::: Seçilen bölüm

50-d’de KADRO YOK, BURS VAR... İŞTE DURUM:
Üniversitemizde, bir iki gündür araştırma görevlisi statüsünde bulunan aday biliminsanlarında bir hareketlilik var. Alemdaroğlu ve Parlak gibi hukuka aykırı işlem yapmaktan Mahkemelerce hüküm altına alınmış olan rektörler ve onların atadığı dekanların marifetleri olarak ortaya çıkan bu durum, şu anda, Alemdaroğlu ve Parlak’ın dekanları ve onların bölüm başkanlarının görevden ayrılmalarının dışında çözülemez. Çünkü, araştırma görevliliğine atanmanın koşulunu tanımlayan (33-a) maddesi açıktır. Bu maddeye göre, Araştırma Görevlilerinin atanmaları için Dekan ve hiyararşik silsilenin (bilhassa, Bölüm Başkanlarının) yazılı “öneri ve olumlu görüşü” gereklidir. Bu öneri ve görüşler olmadan Rektörlük atama yapamaz. Araştırma Görevlilerinin ilkönce, Fakülte ve Bölümlerinden öneri ve olumlu görüşleri Rektörlüğe arz ettirmeleri gereklidir. Bu da, şu andaki Alemdaroğlu ve Parlak'ın dekanları ile yapılamaz. Bundan sonrası ise aşağıdaki gibidir:
İlkönce Araştırma Görevlisi statüsünü düzenleyen üç maddeyi inceleyelim:
2547/50-d) “Lisanüstü öğretim yapan öğrenciler, kendilerine tahsis edilebilecek burslardan yararlanabilecekleri gibi, her defasında bir yıl olmak üzere öğretim yardımcılığı kadrolarından birine de atanabilirler.”
2547/3-p) “Öğretim yardımcıları: Yükseköğretim kurumlarında belirli süreler için görevlendirilen, araştırma görevlileri, uzmanlar, çeviriciler ve eğitim –öğretim planlamacılarıdır.”
2547/33-a) “Araştırma görevlileri, yükseköğretim kurumlarında .... [verilen] görevleri yapan öğretim yardımcılarıdır. Bunlarla ilgili olarak Anabilim dalı başkanılarının önerisi, Bölüm Başkanı, Dekan, Müdürün olumlu görüşü üzerine rektörün onayı ile araştırma görevlisi kadrolarına en çok üç yıl süre ile atanırlar, atanma süresi sonunda görevleri kendiliğinden sona erer.”
Görüldüğü gibi, araştırma görevlileri 2547 sayılı Yasanın en az koruduğu akademik statüdür. Bu statünün 1750 sayılı eski üniversite yasasındaki hükümlere döndürülmesi zaruridir ve ilerici mücadele bu hedefe uygun yapılmalıdır. Ancak, bu nihai hedeften önce de yapılacaklar mevcuttur. Hukuk yolu ilk ve yegâne çözüm yoludur.

::::::

Verilen görev A -
Seçilen bölümde aktarılan 2547/33-a maddesine göre araştırma görevlileri kadrolarına en çok kaç yıl süreyle atanır?
Verilen görev B -
Kayıtlarda "Guideline: mark the platform floor" ifadesini içeren satırdan "[[3, 30], [218, 41]]" ifadesini içeren satıra kadar, iki uç da dahil olmak üzere tüm satırları yeniden yazın. Yalnızca cevaplardaki nokta koordinatlarını, her sayıya 45 ekleyerek kaydırın.

::: Kaynak veriler

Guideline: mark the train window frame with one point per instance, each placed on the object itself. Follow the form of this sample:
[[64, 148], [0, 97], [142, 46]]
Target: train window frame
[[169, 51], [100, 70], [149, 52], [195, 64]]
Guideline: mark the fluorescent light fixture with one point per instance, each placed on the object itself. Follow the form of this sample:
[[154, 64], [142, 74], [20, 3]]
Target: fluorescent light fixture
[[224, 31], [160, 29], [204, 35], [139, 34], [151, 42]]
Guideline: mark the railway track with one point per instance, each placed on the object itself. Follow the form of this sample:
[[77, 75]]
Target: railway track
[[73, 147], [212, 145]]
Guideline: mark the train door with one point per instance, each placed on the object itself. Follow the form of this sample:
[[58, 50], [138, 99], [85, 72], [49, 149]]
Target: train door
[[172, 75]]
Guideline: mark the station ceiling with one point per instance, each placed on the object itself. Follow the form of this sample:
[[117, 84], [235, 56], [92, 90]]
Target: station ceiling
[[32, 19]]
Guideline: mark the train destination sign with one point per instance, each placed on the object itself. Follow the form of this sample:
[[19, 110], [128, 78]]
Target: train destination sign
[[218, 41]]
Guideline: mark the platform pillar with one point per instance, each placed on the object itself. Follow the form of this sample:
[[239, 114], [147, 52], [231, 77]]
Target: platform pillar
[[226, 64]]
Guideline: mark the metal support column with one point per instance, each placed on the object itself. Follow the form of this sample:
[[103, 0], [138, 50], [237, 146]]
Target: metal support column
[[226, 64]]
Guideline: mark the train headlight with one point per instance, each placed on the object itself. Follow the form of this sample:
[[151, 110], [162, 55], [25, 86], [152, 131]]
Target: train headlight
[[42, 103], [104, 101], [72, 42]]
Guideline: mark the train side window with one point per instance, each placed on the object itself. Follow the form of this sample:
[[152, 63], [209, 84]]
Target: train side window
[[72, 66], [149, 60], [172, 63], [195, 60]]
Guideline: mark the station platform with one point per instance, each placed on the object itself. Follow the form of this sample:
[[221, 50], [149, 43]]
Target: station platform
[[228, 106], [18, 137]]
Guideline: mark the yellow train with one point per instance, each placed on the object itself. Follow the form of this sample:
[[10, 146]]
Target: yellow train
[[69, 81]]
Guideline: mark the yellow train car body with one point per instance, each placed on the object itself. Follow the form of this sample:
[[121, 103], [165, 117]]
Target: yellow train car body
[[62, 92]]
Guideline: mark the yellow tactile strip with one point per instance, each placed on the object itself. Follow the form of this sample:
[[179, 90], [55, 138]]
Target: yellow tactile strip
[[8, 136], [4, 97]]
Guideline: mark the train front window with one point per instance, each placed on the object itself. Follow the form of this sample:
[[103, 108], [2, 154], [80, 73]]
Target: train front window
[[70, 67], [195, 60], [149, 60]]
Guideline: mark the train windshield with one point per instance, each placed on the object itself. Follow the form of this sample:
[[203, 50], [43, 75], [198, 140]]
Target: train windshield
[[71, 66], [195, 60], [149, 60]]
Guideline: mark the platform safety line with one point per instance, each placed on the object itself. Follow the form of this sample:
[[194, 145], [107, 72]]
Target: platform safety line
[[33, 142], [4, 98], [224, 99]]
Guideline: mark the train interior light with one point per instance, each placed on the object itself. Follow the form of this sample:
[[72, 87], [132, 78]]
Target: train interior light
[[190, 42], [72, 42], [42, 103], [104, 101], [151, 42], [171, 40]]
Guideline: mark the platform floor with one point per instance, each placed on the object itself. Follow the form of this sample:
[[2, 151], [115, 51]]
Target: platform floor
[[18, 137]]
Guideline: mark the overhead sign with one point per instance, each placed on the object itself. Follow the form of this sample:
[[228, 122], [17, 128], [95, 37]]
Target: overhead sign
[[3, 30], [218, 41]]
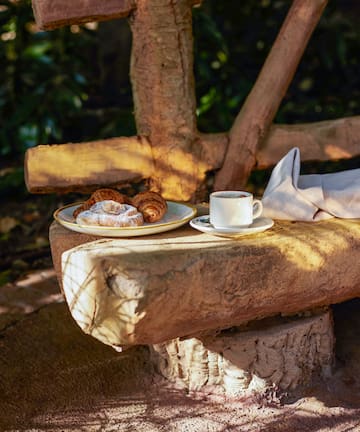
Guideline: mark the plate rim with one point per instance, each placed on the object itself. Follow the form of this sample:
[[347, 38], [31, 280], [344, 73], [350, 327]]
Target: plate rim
[[131, 228]]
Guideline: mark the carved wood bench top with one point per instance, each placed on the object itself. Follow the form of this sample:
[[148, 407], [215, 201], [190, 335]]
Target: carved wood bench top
[[147, 290]]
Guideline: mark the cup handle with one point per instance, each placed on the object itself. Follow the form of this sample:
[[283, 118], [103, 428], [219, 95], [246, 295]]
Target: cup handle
[[257, 208]]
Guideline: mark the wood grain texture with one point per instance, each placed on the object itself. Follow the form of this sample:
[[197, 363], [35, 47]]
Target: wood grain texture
[[163, 90], [149, 290], [256, 115], [87, 166], [52, 14], [279, 354]]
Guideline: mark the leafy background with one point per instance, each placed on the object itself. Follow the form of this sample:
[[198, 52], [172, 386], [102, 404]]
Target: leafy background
[[73, 85]]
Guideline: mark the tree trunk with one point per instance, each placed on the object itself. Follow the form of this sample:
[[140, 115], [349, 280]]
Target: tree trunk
[[163, 91], [260, 107]]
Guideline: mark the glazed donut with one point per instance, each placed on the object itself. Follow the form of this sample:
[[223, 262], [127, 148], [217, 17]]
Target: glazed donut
[[151, 204], [111, 214], [103, 194]]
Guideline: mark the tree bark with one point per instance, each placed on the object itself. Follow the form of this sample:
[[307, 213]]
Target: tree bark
[[252, 123], [163, 92], [85, 166], [52, 14]]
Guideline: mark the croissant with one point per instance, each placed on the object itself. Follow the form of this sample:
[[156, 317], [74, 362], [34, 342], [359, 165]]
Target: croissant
[[152, 205], [102, 195], [111, 214]]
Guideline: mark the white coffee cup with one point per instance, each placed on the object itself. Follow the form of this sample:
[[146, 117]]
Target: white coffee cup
[[233, 209]]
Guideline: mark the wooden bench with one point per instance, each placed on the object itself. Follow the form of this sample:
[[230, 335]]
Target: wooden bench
[[202, 301]]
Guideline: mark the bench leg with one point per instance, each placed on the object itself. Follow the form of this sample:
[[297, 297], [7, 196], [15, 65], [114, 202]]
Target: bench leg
[[283, 353]]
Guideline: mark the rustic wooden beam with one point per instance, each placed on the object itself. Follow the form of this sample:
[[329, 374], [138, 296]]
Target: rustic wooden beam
[[52, 14], [253, 121], [151, 289], [84, 166], [162, 80], [319, 141]]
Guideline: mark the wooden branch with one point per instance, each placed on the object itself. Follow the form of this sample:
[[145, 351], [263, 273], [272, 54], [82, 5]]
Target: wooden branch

::::::

Çıktı A -
En çok üç yıl süreyle atanırlar.

Çıktı B -
Guideline: mark the platform floor with one point per instance, each placed on the object itself. Follow the form of this sample:
[[2, 151], [115, 51]]
Target: platform floor
[[63, 182]]
Guideline: mark the overhead sign with one point per instance, each placed on the object itself. Follow the form of this sample:
[[228, 122], [17, 128], [95, 37]]
Target: overhead sign
[[48, 75], [263, 86]]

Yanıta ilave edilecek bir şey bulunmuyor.